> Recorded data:
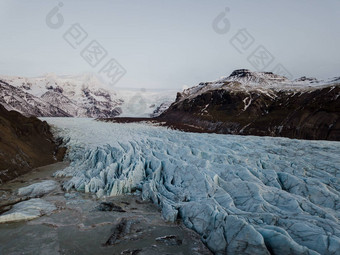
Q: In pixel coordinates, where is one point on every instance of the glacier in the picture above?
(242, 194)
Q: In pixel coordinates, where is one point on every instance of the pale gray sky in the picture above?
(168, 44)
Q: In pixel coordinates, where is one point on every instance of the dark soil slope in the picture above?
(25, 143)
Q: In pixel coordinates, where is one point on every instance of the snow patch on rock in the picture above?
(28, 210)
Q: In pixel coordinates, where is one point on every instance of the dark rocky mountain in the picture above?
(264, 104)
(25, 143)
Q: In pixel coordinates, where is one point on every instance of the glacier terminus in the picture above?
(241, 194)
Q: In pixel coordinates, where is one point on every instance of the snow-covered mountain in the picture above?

* * *

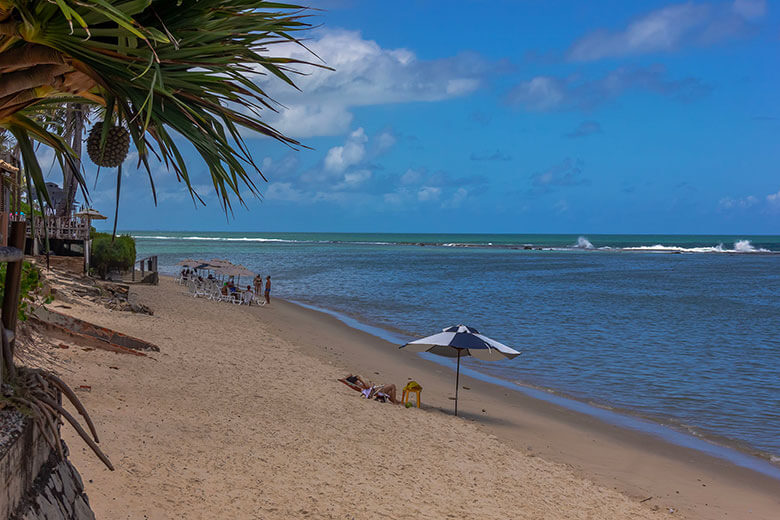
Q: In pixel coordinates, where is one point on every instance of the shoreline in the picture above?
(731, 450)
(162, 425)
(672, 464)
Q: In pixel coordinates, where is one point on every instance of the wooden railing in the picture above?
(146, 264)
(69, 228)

> EXERCISE PROMPT:
Locate each line in the recorded data above that contains the string "dark", and copy those lines. Upper and lower case must match.

> THE COMPLETED TASK:
Q: In pixel coordinates, where is one point on every instance of the dark soil slope in the picture above?
Q: In pixel coordinates, where is one point on every instance of the dark rocky mountain in the picture above?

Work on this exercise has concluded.